BEGIN Data listing

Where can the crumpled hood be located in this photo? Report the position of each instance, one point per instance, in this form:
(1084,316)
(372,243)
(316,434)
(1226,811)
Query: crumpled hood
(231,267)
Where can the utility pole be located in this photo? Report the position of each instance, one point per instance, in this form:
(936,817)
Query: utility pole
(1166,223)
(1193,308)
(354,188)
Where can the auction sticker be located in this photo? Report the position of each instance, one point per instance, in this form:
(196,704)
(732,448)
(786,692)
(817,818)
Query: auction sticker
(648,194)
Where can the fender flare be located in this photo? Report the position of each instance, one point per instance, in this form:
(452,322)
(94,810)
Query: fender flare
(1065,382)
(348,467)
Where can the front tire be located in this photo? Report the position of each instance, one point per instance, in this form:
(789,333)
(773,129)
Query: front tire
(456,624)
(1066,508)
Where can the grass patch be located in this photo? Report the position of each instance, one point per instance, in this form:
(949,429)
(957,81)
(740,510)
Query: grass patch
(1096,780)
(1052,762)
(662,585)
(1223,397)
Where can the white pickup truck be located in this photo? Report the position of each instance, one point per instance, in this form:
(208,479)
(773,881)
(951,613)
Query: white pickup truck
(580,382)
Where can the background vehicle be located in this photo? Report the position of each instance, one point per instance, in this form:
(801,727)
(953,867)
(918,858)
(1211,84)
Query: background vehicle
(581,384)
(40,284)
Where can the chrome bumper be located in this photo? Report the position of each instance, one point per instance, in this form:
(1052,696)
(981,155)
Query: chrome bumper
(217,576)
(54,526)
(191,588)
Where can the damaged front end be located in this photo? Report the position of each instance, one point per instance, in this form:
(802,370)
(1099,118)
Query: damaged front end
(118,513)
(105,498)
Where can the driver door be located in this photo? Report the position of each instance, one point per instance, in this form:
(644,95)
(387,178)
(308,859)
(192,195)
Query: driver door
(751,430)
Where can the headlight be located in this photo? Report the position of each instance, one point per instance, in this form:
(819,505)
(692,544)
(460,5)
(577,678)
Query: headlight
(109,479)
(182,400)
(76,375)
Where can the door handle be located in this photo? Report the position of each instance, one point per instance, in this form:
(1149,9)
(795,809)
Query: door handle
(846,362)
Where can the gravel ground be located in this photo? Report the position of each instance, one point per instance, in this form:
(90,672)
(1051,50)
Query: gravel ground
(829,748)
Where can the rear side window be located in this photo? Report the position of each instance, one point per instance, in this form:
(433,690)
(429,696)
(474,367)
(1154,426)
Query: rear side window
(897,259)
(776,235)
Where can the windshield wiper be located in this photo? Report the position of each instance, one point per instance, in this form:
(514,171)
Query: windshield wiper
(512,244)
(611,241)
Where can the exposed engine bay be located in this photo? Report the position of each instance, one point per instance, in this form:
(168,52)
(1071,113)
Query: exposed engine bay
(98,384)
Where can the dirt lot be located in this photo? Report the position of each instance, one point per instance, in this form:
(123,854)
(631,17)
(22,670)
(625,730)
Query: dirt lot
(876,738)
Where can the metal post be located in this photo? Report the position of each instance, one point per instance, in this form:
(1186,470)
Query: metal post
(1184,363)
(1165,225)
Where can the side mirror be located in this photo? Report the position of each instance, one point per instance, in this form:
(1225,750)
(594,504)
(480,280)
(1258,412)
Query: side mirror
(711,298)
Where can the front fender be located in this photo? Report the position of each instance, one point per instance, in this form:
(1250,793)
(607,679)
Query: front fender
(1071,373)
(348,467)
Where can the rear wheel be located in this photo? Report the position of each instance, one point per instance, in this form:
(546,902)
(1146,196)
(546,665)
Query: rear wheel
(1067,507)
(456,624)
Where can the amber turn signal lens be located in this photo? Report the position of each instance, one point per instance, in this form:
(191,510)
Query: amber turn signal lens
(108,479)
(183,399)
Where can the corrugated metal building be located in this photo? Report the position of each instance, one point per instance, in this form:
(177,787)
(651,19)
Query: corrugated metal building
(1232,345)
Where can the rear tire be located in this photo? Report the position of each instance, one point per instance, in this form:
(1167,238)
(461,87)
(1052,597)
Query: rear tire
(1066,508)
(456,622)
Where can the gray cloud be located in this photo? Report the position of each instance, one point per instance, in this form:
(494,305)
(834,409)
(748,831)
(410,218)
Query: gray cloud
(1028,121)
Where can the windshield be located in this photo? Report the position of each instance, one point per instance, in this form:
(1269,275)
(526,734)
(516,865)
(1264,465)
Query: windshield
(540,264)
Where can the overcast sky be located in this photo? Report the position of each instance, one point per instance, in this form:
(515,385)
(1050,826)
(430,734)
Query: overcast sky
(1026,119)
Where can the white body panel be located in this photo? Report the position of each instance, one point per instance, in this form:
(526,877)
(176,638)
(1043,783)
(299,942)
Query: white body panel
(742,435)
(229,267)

END Data listing

- _Task brief_
Beginning with the line that contains "Query: rear wheel", return every line to the end of the listing, unchanged, and nothing else.

- _Response area_
Query: rear wheel
(1067,507)
(456,624)
Where can the amber turn signal lens be located in this photo? Report the position of each instance, one point per instance, in this form:
(191,510)
Query: amber turn signal lens
(108,479)
(183,399)
Where can the corrugated metal building be located in this photo? Report the position of each instance, one point per instance, in this form:
(177,787)
(651,19)
Query: corrugated metal building
(1232,345)
Where can the rear tire be located in this photo? Report the position of each instance, one point per instance, in this form:
(1167,238)
(461,87)
(1052,597)
Query: rear tire
(1066,508)
(456,622)
Where can the gray cloud be located in this photo? Report the position of each instance, one point per instance, in this form:
(494,305)
(834,409)
(748,831)
(410,218)
Query: gray cloud
(1028,121)
Where can the windshield be located in this photo? Report the position of each instance, one point per instance, in this form:
(1269,275)
(526,734)
(516,865)
(1264,465)
Query: windshield
(540,264)
Where can the overcast sky be located in this photo? Report the position of each instance, one point per instance, in this form:
(515,385)
(1050,826)
(430,734)
Query: overcast sky
(1026,119)
Where can the white body panel be located in this photo? Report the position of each instance, one point per instance, in this form:
(526,877)
(176,638)
(1043,783)
(299,942)
Query: white body panel
(742,435)
(229,267)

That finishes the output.